Work request = Continue the article on the U.S.-China trade war and the tech industry from the point where it stops.

What the Trade War Means for Tech

And what global businesses should do now

Jun 17, 2019

SMITH BRAIN TRUST  As the U.S.-China trade war enters its second year, companies that depend on Chinese manufacturing are looking elsewhere for production needs.

Just look at the tech sector. Google and Nintendo are looking for alternative manufacturing spots. And Apple electronics assembler Foxconn says it’s prepared to exit China, leveraging its existing factories in places like Brazil, Mexico, Japan, Vietnam, Indonesia, to avoid more serious trade war implications.

The moves mark a clear disruption for the electronics industry, whose companies have long sourced primarily – or exclusively – from China, says Gary Cohen, clinical professor of international business, global trade and supply chain management at the University of Maryland’s Robert H. Smith School of Business.

“This is a wake-up call for companies,” he says, “(because) in today’s global economy, it is critical to implement risk reduction strategies in upstream supply chains.”

In colloquial terms, it’s better not to put all your eggs in one basket, he says.

The tech companies, many of them giants of industry, are staring down significant administrative risks, Cohen adds. There are trade barriers, like tariffs, but there are also other political and economic risks, and other potential disruptions to the economical and timely flow of goods.

“Many major companies began exploring other options since the 2016 presidential campaign when presidential candidate Donald Trump was threatening large across the board tariffs on Chinese goods,” he notes.

The repercussions may have lasting impacts, as well.

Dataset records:
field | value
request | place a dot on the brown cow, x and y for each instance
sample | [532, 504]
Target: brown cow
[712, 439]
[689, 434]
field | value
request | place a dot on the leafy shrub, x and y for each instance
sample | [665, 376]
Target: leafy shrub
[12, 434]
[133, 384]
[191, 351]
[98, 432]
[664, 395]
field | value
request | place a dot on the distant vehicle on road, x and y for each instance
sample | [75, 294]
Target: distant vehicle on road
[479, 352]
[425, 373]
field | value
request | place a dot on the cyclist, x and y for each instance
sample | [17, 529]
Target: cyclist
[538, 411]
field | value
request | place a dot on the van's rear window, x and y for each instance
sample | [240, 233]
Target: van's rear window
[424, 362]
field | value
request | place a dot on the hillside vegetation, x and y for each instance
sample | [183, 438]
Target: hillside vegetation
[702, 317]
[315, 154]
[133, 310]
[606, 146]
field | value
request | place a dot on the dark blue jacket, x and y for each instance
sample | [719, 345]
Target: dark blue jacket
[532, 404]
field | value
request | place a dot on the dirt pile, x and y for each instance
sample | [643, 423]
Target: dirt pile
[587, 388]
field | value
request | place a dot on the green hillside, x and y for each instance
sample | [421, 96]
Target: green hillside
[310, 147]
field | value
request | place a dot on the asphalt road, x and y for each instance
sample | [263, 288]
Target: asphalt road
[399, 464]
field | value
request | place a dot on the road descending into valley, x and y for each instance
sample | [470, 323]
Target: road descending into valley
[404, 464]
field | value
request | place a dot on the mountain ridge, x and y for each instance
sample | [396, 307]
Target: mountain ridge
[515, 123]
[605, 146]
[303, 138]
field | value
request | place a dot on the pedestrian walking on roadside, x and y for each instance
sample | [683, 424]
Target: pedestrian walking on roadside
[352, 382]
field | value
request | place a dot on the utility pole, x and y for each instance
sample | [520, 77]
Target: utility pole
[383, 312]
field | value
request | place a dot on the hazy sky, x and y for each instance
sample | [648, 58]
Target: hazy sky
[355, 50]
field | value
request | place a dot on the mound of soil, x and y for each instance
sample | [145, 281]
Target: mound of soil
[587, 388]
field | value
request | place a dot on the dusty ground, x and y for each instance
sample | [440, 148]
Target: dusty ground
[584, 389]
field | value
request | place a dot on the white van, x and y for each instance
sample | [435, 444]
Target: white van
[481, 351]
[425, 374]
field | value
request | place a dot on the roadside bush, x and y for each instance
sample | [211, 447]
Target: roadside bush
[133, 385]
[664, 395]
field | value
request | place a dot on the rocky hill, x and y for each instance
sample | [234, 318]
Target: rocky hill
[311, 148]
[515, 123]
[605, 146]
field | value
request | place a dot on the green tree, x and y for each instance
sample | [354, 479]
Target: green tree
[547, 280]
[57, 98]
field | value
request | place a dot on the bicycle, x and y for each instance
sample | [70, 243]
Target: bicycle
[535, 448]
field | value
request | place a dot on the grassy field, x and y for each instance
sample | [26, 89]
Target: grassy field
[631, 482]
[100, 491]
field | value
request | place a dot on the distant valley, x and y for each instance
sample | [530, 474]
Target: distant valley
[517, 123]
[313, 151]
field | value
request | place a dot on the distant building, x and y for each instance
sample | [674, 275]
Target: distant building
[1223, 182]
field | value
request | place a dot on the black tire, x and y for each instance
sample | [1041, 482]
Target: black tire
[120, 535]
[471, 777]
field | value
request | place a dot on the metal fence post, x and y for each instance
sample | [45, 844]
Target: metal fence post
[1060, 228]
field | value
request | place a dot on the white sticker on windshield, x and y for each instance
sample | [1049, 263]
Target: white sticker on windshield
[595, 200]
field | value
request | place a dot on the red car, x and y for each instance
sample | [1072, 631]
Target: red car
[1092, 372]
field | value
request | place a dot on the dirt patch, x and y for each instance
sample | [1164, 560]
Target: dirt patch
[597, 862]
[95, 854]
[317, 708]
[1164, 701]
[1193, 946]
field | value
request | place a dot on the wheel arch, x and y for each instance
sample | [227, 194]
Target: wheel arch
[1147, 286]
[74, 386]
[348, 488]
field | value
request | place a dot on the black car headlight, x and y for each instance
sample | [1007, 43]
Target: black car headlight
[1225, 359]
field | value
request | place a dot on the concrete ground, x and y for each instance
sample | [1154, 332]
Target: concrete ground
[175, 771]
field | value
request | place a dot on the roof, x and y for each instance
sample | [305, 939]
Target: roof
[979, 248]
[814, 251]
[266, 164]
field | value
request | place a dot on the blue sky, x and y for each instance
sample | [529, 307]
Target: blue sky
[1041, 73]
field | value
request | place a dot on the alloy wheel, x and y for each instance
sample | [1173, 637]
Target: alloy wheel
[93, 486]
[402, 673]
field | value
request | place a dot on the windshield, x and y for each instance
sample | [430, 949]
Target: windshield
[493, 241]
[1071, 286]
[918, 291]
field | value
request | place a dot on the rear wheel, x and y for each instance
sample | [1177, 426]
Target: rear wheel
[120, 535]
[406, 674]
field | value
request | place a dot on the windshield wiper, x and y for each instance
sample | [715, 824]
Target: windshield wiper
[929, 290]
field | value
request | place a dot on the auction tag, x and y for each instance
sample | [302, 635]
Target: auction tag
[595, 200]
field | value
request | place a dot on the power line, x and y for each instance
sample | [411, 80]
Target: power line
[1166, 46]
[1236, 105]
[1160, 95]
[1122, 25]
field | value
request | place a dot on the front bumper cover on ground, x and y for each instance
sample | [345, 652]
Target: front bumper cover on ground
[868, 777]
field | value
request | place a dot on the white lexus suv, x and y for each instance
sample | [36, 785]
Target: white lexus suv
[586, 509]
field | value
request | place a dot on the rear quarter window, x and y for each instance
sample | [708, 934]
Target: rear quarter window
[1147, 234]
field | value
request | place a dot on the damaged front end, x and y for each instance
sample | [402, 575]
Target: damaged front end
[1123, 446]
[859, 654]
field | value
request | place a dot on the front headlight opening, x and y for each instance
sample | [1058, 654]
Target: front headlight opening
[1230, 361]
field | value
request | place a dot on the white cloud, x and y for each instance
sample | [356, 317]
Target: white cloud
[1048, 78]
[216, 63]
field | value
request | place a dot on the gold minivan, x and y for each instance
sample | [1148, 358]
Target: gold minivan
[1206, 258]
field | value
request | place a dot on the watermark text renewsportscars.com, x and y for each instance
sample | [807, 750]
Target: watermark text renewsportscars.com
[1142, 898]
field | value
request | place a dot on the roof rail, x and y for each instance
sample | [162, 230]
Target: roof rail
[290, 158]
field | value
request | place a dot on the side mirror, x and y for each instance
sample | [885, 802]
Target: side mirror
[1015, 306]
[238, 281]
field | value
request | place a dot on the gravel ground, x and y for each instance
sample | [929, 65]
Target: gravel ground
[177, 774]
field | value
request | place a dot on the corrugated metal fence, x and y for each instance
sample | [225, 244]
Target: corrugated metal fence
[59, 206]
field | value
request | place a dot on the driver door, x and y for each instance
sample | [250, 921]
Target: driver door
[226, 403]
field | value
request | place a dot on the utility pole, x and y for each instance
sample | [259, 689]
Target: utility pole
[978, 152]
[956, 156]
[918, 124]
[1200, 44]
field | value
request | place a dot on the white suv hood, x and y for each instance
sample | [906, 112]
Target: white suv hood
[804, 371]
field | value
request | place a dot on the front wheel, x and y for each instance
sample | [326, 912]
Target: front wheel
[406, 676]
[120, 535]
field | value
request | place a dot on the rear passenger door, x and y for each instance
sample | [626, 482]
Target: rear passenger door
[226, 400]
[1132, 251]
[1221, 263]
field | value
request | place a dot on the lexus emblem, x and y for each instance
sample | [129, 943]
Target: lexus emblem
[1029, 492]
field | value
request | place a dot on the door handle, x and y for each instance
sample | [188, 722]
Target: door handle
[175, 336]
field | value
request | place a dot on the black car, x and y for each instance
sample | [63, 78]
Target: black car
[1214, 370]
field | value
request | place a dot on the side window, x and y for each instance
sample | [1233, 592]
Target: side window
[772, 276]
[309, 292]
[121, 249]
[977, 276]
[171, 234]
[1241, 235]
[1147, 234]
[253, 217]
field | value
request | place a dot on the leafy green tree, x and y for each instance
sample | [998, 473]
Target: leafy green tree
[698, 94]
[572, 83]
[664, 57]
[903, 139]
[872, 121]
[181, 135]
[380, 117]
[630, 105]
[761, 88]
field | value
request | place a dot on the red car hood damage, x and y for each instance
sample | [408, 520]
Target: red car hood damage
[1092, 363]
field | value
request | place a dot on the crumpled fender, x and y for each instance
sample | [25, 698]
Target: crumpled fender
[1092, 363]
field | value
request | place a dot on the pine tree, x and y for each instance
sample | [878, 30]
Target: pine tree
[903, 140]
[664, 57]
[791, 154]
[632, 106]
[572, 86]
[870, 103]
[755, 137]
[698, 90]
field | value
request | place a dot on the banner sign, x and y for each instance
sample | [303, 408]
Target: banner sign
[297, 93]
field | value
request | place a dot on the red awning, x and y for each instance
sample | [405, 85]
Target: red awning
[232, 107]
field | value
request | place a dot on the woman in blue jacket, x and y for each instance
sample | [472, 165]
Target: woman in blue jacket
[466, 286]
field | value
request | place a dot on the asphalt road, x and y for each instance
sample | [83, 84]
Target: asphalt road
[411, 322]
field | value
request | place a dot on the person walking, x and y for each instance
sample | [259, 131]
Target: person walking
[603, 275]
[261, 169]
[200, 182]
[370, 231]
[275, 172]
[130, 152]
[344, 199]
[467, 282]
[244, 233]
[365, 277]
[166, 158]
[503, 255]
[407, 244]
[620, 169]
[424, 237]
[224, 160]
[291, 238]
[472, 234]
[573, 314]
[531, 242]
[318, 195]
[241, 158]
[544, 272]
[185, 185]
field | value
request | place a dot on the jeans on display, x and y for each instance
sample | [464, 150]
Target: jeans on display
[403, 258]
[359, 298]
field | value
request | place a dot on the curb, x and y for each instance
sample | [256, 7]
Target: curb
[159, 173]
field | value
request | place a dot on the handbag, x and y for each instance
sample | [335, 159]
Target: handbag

Output below =
“If manufacturers identify alternative manufacturing locations that do not jeopardize their competitive position in the marketplace, I believe they will continue to manufacture in alternative markets,” Cohen says. Those include Mexico, Thailand, Malaysia, Vietnam, Indonesia, and the Czech Republic, among others.

But one of the most significant repercussions is the threat to U.S. brands who look to China as a source of growth.

“China is currently the second-largest consumer market in the world and there are also many countries that are not experiencing tariff threats on Chinese goods,” Cohen says. “I believe we will still see manufacturing in China to serve the large local market and other markets not dealing with an increase in trade barriers on Chinese goods.”

Those manufacturers must now look to diversify their supply chain risk, he added. “It’s quite possible that although this has created a disruption in the near term, this could actually be a blessing in disguise, forcing companies to invest in diversification of risk.”

Sprawling impact

For companies that don’t currently have manufacturing capabilities in alternative markets, there are basically two options, Cohen says. One is foreign direct investment in their own factories; the other is outsourcing. Foxconn, for example, has factories in multiple countries, making it easier to shake up production. Of course, that shakeup won’t exactly be simple, he says. There will be capital costs associated with the change, and new labor costs and shipping costs, both of which will impact the final landed cost of goods in destination markets.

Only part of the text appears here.